Argument from Human Morality.
Claim: Humans have moral behaviour. Only a good God would create us with moral behaviour. Therefore God exists.
Response: Apes and others display moral behaviour therefore it is a side-effect of group structures in gregarious or herd animals. Morality can be better explained by evolution, since non-gregarious animals display low moral scruples.
Evidential Argument from Evil.
Claim: Evil is allowed by God because he is testing our faith. Since he gave us free will to choose good or evil, it is up to us to choose or not choose evil.
Response: There is too much evil in this world, it is too widespread, and the individual acts of evil are too horrible, for them to be tolerated by a good God. Only a neutral or evil god would allow this. Furthermore, some cases of evil (e.g. the ability to suffer needlessly from accidents), supports the theory of evolution (that we evolved the ability to suffer to ensure that we avoid harm). Lastly, the biblical story is clear that the Devil gives free-will to Eve. Not God.
The Problem of Evil.
Claim: Evil exists. God is omnibenevolent (all good, perfectly good), therefore God should not create or allow evil. God is also omnipotent (all powerful), so he is perfectly able to stop any evil. He is also omniscient (knows all), therefore he knows about all evils. Therefore because God is God, he must stop all evil. Yet God does not stop evil. Therefore he does not exist or he is not all good, all knowing, or all powerful (ie he is not God).
Response: God allows only those evils that he could not stop without causing an even greater evil (Plantinga's "could not properly eliminate"). Also, there's theodicy of suffering: God allows evil because suffering builds character and makes us worthy of Heaven.
Argument from Theistic Coherence.
Claim: God is all-good because he is omnipresent (everywhere), and all-powerful (nothing is inaccessible to him), and all-knowing (omniscient), so nothing can hide from him, including the truth. And when a person knows all the facts about what is right to do, and nothing can prevent them acting, they must be all-good. Therefore the idea of God is logically necessary and coherent.
Response: If God is omnipotent he can create a wall. If God is omnipotent he can create a wall that is too hard to knock down. If God is omnipotent he can create a wall that even he can't knock down. If he can't create such a wall he is not omnipotent. If he can't knock it down, he's not omnipotent. Therefore omnipotence is logically impossible. If God is omniscient he knows what he will do in the future. If God knows what he will do in the future, he can't change his mind. If he changes his mind, he didn't see the future clearly and therefore is not omniscient. If he can't change his mind he is not omnipotent. Therefore God is not logically coherent.
+ + + + +
## TASK REQUIREMENTS
**A.** Summarize the text on arguments about God in two sentences.
**B.** From the text on arguments about God, quote the stretch from "Response: God allows" through "from Theistic Coherence." word for word.

Image point grounding data
+ + + + +
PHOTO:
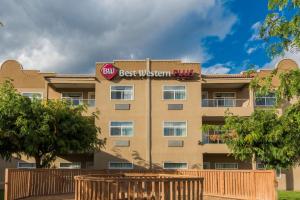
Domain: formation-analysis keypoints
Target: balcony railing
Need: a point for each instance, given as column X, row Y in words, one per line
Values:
column 265, row 101
column 224, row 102
column 78, row 101
column 212, row 137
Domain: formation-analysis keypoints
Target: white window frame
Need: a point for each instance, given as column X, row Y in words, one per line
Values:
column 91, row 93
column 62, row 97
column 132, row 96
column 109, row 163
column 41, row 93
column 69, row 167
column 163, row 90
column 221, row 163
column 187, row 165
column 225, row 97
column 206, row 163
column 265, row 97
column 109, row 125
column 18, row 165
column 206, row 94
column 186, row 128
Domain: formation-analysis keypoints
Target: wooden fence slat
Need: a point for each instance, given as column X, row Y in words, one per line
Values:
column 130, row 184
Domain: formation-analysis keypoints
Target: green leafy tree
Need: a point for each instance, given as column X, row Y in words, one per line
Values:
column 264, row 136
column 281, row 28
column 43, row 129
column 267, row 136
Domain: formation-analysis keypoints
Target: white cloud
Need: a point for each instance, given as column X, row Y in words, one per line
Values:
column 217, row 69
column 251, row 50
column 46, row 35
column 255, row 29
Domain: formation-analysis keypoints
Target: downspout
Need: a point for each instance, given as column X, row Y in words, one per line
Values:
column 149, row 116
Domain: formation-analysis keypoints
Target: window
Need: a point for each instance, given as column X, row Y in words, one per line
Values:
column 72, row 165
column 120, row 165
column 24, row 165
column 175, row 129
column 224, row 99
column 121, row 92
column 74, row 97
column 225, row 95
column 206, row 165
column 121, row 128
column 260, row 166
column 91, row 99
column 174, row 92
column 205, row 101
column 265, row 100
column 173, row 165
column 212, row 137
column 32, row 95
column 226, row 166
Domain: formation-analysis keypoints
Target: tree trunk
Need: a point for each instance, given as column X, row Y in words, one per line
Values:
column 253, row 161
column 38, row 161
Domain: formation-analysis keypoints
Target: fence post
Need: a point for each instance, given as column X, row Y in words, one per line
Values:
column 253, row 184
column 6, row 186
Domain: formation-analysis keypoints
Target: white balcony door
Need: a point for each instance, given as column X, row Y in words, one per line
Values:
column 225, row 99
column 74, row 97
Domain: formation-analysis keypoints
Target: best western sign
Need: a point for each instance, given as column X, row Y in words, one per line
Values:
column 109, row 71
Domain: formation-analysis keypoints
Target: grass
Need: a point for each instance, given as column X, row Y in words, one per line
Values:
column 288, row 195
column 1, row 194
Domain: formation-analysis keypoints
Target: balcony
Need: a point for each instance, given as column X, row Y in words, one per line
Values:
column 213, row 143
column 212, row 137
column 219, row 107
column 230, row 102
column 265, row 101
column 79, row 101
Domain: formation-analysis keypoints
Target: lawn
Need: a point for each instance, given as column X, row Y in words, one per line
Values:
column 288, row 195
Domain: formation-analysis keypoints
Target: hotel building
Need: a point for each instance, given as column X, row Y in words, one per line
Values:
column 151, row 113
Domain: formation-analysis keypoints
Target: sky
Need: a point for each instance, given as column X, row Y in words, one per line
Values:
column 68, row 36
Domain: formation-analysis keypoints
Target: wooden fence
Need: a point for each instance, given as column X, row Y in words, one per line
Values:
column 237, row 184
column 138, row 186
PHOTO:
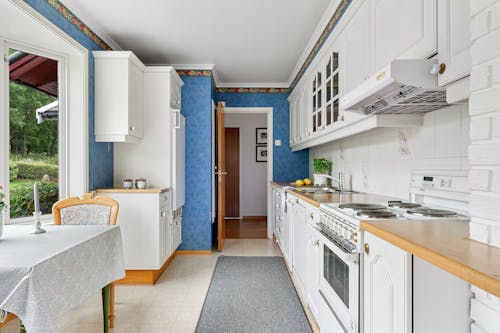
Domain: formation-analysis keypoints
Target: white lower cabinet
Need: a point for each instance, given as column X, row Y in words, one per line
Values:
column 300, row 239
column 313, row 270
column 288, row 224
column 150, row 232
column 387, row 287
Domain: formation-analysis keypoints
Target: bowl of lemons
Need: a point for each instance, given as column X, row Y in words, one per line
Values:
column 302, row 182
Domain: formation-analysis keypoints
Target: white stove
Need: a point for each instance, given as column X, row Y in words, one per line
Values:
column 433, row 195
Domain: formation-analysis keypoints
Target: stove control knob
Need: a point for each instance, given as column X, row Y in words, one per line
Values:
column 354, row 237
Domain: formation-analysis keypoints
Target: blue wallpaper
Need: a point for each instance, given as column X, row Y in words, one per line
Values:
column 197, row 108
column 100, row 161
column 287, row 165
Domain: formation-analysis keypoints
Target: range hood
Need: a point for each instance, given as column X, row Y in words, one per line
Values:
column 405, row 86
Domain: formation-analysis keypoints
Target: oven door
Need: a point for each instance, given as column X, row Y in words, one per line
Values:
column 339, row 284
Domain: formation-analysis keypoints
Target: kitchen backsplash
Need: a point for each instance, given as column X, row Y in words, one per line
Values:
column 380, row 161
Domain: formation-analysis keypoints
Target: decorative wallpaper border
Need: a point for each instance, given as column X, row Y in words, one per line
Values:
column 252, row 90
column 64, row 11
column 194, row 72
column 342, row 7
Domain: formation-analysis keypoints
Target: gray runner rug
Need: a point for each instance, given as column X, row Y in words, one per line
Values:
column 251, row 294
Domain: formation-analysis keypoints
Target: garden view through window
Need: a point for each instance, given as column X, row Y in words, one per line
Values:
column 33, row 132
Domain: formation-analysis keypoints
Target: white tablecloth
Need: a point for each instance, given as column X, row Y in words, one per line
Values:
column 44, row 276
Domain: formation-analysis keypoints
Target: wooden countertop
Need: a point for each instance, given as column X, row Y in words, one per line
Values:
column 317, row 199
column 133, row 190
column 445, row 244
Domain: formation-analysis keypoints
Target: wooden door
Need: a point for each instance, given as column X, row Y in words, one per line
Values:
column 221, row 179
column 232, row 154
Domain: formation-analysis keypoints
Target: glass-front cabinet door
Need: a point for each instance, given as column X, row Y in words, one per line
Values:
column 317, row 102
column 304, row 117
column 332, row 89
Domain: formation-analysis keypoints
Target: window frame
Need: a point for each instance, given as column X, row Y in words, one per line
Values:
column 37, row 35
column 61, row 128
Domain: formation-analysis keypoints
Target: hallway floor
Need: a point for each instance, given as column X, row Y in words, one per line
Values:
column 173, row 304
column 247, row 228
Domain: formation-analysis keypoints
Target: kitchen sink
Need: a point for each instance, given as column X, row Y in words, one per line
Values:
column 320, row 190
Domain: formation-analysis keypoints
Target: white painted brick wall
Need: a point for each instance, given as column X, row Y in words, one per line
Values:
column 480, row 128
column 484, row 149
column 479, row 180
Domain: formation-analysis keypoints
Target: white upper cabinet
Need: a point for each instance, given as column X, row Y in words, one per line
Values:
column 453, row 40
column 119, row 96
column 318, row 107
column 356, row 49
column 403, row 29
column 332, row 89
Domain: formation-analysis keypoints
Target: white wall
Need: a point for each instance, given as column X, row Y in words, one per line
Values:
column 380, row 161
column 253, row 175
column 485, row 147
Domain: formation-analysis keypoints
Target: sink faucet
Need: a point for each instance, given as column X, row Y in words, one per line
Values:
column 339, row 179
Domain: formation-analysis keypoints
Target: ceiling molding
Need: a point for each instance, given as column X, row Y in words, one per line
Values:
column 208, row 67
column 330, row 10
column 326, row 25
column 249, row 90
column 90, row 28
column 328, row 28
column 253, row 85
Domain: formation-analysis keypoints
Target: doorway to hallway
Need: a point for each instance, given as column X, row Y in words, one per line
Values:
column 246, row 179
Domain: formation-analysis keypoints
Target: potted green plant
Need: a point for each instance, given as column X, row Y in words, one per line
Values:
column 322, row 167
+ + + + +
## RESULTS
**A.** The text presents four arguments, from human morality, from evil, from the problem of evil, and from theistic coherence, each as a claim followed by a response. The responses hold that morality is better explained by evolution, that there is too much evil for a good God to tolerate, that God allows only the evils he could not stop without causing greater evil, and that omnipotence and omniscience make God logically incoherent.

**B.**
Response: God allows only those evils that he could not stop without causing an even greater evil (Plantinga's "could not properly eliminate"). Also, there's theodicy of suffering: God allows evil because suffering builds character and makes us worthy of Heaven.
Argument from Theistic Coherence.